**Apply what you read**
1) Answer these questions using the text on planning ahead for serious illness:
(a) When should planning occur?
(b) What does the text call one of the most stressful parts of caregiving?
(c) What example of a financial resource does it give for personal care and long-term care?
2) Please resume the text on planning ahead for serious illness, picking up right after its final sentence.
*** Source text
Supporting Patients with Serious Illness to Plan Ahead
Planning ahead includes:
- Advance care planning
- Personal care and living arrangements
- Legal and financial planning
- Work and retirement planning
- Focusing on the 4Ms: What Matters, Mentation, Mobility, and Medications
Advance Care Planning
If planning is left until late stages of disease or near the end of life, it will be too late for many patients to participate (e.g., in the case of dementia, and/or the high prevalence of cognitive impairment due to the burden of any progressive serious illness).
Planning should occur soon after the diagnosis of a serious illness and be revisited periodically as illness progresses. This will maximize meaningful participation by the person while they retain decision-making capacity.
Planning ahead can help to ensure that values and preferences are known and followed. One of the most stressful parts of caregiving is the need to make decisions for a loved one while under time pressure (e.g., during a crisis) or without guidance about what the patients wants.
Advance care planning is a longitudinal process in which individuals:
- Identify someone who should make decisions for them if they cannot
- Think about their personal values and goals
- Consider what types of care they would or would not want in different medical situations
- Discuss their preferences with their loved ones and clinicians
- Ask: “If sometime in the future, you were to have brain damage severe enough that you could no longer recognize or interact with your family and loved ones, what should we prioritize? Would you want your care to focus primarily on your comfort at that point in your life, or would you prefer to continue all life-prolonging treatments?”
Be aware of available advance care planning training.
Personal Care and Living Arrangements
A person with serious illness, and their family, should start putting a plan in place for personal care and long-term care. This might include identifying financial resources (e.g., long-term care insurance), family or paid caregivers, and community resources.
Identify which friends, family, and neighbors may be willing to help as the disease progresses, recognizing that caregiving responsibilities often require more than one person.
******
*** Dataset entries
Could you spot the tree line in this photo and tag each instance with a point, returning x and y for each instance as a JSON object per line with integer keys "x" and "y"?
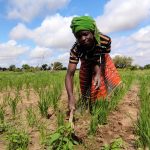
{"x": 119, "y": 61}
{"x": 26, "y": 67}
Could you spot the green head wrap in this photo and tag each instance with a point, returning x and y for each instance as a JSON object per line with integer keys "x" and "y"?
{"x": 85, "y": 23}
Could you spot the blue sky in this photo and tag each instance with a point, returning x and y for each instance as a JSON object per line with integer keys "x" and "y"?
{"x": 38, "y": 31}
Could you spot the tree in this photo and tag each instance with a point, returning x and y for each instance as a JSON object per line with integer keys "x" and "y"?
{"x": 12, "y": 68}
{"x": 57, "y": 66}
{"x": 44, "y": 67}
{"x": 147, "y": 66}
{"x": 122, "y": 61}
{"x": 25, "y": 67}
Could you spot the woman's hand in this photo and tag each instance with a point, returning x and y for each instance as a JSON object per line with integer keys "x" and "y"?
{"x": 96, "y": 76}
{"x": 97, "y": 81}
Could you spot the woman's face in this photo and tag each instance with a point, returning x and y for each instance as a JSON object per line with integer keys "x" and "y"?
{"x": 85, "y": 38}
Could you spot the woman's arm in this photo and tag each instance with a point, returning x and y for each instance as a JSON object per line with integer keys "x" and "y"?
{"x": 69, "y": 85}
{"x": 97, "y": 72}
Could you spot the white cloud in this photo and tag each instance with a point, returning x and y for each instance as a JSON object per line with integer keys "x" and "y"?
{"x": 64, "y": 58}
{"x": 10, "y": 52}
{"x": 26, "y": 10}
{"x": 136, "y": 45}
{"x": 122, "y": 15}
{"x": 40, "y": 52}
{"x": 54, "y": 32}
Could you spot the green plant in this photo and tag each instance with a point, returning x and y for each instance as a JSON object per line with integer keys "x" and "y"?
{"x": 13, "y": 104}
{"x": 60, "y": 118}
{"x": 61, "y": 139}
{"x": 117, "y": 144}
{"x": 17, "y": 140}
{"x": 3, "y": 127}
{"x": 2, "y": 111}
{"x": 31, "y": 117}
{"x": 43, "y": 105}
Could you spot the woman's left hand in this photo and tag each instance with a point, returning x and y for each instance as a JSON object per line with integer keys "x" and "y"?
{"x": 97, "y": 81}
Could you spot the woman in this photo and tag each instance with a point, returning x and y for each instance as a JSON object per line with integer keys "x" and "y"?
{"x": 98, "y": 75}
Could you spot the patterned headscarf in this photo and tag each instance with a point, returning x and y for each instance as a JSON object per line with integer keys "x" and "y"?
{"x": 85, "y": 23}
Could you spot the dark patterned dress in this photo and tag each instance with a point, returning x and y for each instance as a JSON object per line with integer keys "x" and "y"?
{"x": 109, "y": 78}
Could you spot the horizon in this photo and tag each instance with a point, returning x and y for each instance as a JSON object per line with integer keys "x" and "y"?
{"x": 40, "y": 34}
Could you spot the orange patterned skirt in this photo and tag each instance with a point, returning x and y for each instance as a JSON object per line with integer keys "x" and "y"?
{"x": 109, "y": 79}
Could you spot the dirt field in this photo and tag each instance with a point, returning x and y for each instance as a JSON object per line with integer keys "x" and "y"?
{"x": 120, "y": 123}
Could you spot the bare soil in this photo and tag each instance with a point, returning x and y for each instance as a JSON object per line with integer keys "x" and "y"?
{"x": 120, "y": 122}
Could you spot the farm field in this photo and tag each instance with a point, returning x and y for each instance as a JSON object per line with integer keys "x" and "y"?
{"x": 33, "y": 109}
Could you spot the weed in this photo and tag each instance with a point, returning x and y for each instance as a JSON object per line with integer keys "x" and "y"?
{"x": 17, "y": 140}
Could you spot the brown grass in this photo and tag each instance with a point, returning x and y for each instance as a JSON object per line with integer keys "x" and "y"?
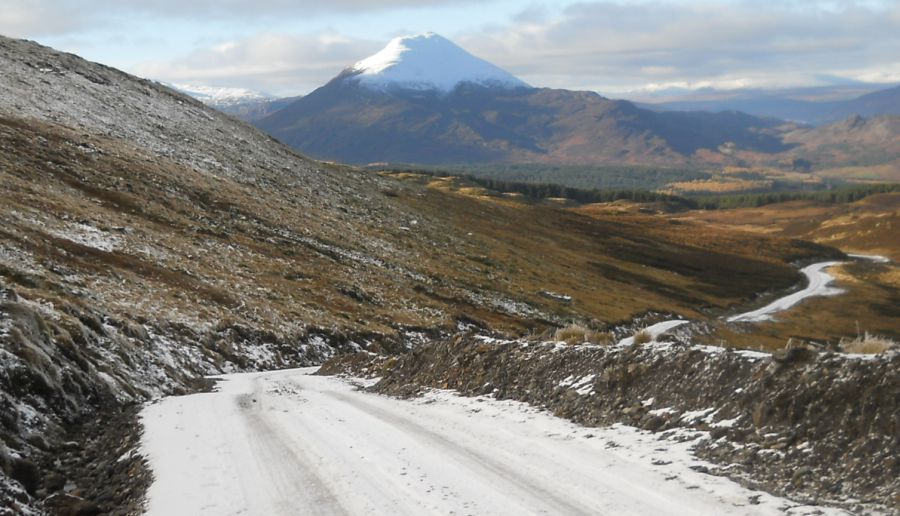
{"x": 578, "y": 334}
{"x": 642, "y": 337}
{"x": 868, "y": 344}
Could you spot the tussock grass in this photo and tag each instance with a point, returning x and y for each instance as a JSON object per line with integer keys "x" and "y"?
{"x": 642, "y": 337}
{"x": 867, "y": 344}
{"x": 578, "y": 334}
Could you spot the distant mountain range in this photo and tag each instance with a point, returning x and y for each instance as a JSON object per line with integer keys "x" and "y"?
{"x": 424, "y": 100}
{"x": 790, "y": 106}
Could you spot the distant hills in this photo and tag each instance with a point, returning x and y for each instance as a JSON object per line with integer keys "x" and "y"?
{"x": 794, "y": 106}
{"x": 398, "y": 107}
{"x": 423, "y": 100}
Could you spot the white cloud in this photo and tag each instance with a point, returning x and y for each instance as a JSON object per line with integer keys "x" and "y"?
{"x": 615, "y": 46}
{"x": 275, "y": 63}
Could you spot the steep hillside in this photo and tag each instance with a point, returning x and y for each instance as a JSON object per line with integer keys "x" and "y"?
{"x": 148, "y": 239}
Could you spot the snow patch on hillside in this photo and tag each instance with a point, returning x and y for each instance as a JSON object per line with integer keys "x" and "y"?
{"x": 220, "y": 96}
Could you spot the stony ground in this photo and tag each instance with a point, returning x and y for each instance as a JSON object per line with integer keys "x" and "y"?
{"x": 816, "y": 427}
{"x": 147, "y": 240}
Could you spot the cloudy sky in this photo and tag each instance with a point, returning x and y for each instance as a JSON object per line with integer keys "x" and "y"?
{"x": 288, "y": 47}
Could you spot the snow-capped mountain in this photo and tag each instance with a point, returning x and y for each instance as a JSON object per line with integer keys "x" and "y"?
{"x": 221, "y": 96}
{"x": 428, "y": 62}
{"x": 422, "y": 99}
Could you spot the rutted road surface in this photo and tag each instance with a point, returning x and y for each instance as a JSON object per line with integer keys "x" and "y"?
{"x": 288, "y": 442}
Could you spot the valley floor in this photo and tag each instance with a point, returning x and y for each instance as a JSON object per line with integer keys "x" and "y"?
{"x": 290, "y": 442}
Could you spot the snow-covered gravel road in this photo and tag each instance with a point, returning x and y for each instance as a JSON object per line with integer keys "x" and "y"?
{"x": 290, "y": 443}
{"x": 818, "y": 281}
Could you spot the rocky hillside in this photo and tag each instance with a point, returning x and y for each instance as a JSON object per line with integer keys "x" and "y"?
{"x": 147, "y": 239}
{"x": 815, "y": 427}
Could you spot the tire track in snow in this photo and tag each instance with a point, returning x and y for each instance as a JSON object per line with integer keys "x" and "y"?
{"x": 537, "y": 493}
{"x": 289, "y": 473}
******
**Responses by item number**
1)
(a) Soon after the diagnosis of a serious illness, revisited periodically as the illness progresses.
(b) Needing to make decisions for a loved one while under time pressure (e.g., during a crisis) or without guidance about what the patient wants.
(c) Long-term care insurance.

2)
Legal and Financial Planning
Clinicians do not need to be financial planning experts, but they can help focus the patient and family on its importance and refer patients and families to community resources for financial planning assistance.
Work and Retirement Planning
Some patients find that working helps them feel better both physically and emotionally. Others feel differently. The key is to allow time for individuals to consider any possible implications of work-related decisions, including:
- Risks to safety associated with working
- The ability of the company to provide support and accommodation
- The possibility of changing or reducing duties
- Effect on benefits and other entitlements
Using the 4M’s Framework
All older adults and all people living with a serious illness require care informed by the principles of prevention and mitigation of common hazards associated with both the illness itself, and with the unintended consequences of medical care and medications. Using the 4Ms Framework serves as a structured reminder of the importance of reducing risks to cognitive and functional independence, which is, by far, the highest priority of patients in multiple studies.
What Matters: Know and align care with each older adult's specific health outcome goals and care preferences including, but not limited to, end-of-life care, and across settings of care.
Medication: If medication is necessary, use Age-Friendly medication that does not interfere with What Matters to the older adult, Mobility, or Mentation across settings of care.
Mentation: Prevent, identify, treat, and manage dementia, depression, and delirium across settings of care.
Mobility: Ensure that older adults move safely every day in order to maintain function and do What Matters.